What is required:
Output every record word for word.

Data supplied:
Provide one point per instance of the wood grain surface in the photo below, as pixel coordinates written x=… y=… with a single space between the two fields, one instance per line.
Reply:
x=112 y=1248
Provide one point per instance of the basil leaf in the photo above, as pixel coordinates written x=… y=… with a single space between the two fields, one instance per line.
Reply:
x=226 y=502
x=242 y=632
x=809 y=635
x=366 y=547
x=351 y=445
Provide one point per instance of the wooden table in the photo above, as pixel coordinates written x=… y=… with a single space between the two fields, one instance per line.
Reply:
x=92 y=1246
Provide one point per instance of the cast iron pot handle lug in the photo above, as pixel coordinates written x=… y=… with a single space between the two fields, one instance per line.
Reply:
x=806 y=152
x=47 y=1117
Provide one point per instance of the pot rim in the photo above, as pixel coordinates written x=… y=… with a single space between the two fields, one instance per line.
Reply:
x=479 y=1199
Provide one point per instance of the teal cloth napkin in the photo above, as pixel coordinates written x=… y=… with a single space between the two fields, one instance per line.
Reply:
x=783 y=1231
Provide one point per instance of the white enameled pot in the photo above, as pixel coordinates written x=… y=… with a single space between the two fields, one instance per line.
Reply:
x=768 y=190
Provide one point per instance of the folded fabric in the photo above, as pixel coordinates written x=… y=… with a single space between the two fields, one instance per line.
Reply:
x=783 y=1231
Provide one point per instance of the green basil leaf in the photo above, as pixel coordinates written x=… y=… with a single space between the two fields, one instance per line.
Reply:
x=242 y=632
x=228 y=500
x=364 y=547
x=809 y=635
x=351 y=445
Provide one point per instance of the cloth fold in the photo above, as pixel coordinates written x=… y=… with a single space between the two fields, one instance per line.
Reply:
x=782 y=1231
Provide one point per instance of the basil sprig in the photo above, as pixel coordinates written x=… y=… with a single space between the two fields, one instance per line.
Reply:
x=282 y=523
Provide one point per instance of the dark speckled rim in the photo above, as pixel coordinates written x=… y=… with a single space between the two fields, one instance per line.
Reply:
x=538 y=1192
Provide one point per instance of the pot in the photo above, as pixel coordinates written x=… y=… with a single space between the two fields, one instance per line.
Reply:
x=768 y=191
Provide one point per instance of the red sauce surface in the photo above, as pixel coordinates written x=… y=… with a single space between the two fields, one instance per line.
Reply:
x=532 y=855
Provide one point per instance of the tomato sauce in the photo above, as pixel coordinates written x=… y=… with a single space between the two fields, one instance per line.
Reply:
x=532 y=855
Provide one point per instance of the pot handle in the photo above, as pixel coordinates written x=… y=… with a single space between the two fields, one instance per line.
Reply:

Task response:
Provide one point per instance of the wood grain surface in the photo below, as pixel coordinates written x=… y=… with a single space between the two fields, one instance per line.
Reply:
x=112 y=1248
Provide one point per instance of the basil leaf in the photo above, as pixel coordinates written x=… y=… with a single space between the two fields, one instance per line.
Reply:
x=226 y=502
x=242 y=632
x=809 y=635
x=366 y=547
x=351 y=445
Provide one point per instance of the wooden table in the photo above, as pixel coordinates written x=… y=… with a single space between the two fields, one instance per line.
Reply:
x=92 y=1246
Provide one point per instance of the cast iron pot handle lug in the photo above, as pixel coordinates written x=… y=… with a single space between the two fields, one instance per line.
Reply:
x=806 y=152
x=47 y=1117
Provide one point per instance of the pot rim in the photo above, as pixel coordinates written x=… y=… with a single space between the two fields, one instance per line.
Reply:
x=479 y=1199
Provide one point per instance of the teal cloth napkin in the photo above, as pixel coordinates written x=… y=… with a single space between the two fields, one instance per line.
Reply:
x=783 y=1231
Provide one point per instance of the white enameled pot in the photo above, as pixel coordinates written x=… y=… with a single space between the two fields, one instance per line.
Reply:
x=768 y=190
Provide one point per instance of the folded fabric in the photo above, as pixel coordinates written x=… y=… with a single space between the two fields, one instance per line.
Reply:
x=783 y=1231
Provide one point per instance of the green basil leaf in the photo above, as pixel coordinates written x=… y=… with a single space between the two fields, one instance per line.
Reply:
x=242 y=632
x=228 y=500
x=364 y=547
x=809 y=635
x=351 y=445
Provide one point per instance of the cloth fold in the photo above, as pixel coordinates written x=… y=… with a single space between the two fields, one instance per line.
Reply:
x=782 y=1231
Provide one point per instance of the basil sprig in the photo above, as pixel coordinates written x=… y=… with a single space between the two fields, one instance per line.
Reply:
x=282 y=523
Provide one point per instance of the dark speckled rim in the photo above, as pixel coordinates written x=… y=… with a single space between the two fields, one instance per line.
Reply:
x=538 y=1192
Provide one point per instance of the pot in the photo above, as pixel coordinates written x=… y=… with a single space between the two fields, one instance per line.
Reply:
x=768 y=191
Provide one point per instance of the red sauce surface in the photo above, as pixel coordinates written x=… y=… with a single space between the two fields, one instance per line.
Reply:
x=532 y=855
Provide one point per instance of the tomato sauce in the photo above, as pixel coordinates written x=… y=… with a single space between the two fields, one instance per line.
Reply:
x=532 y=855
Provide one point per instance of the pot handle in the photo above, as pixel coordinates written x=… y=… with a single space between the two fields, one instance per line.
Reply:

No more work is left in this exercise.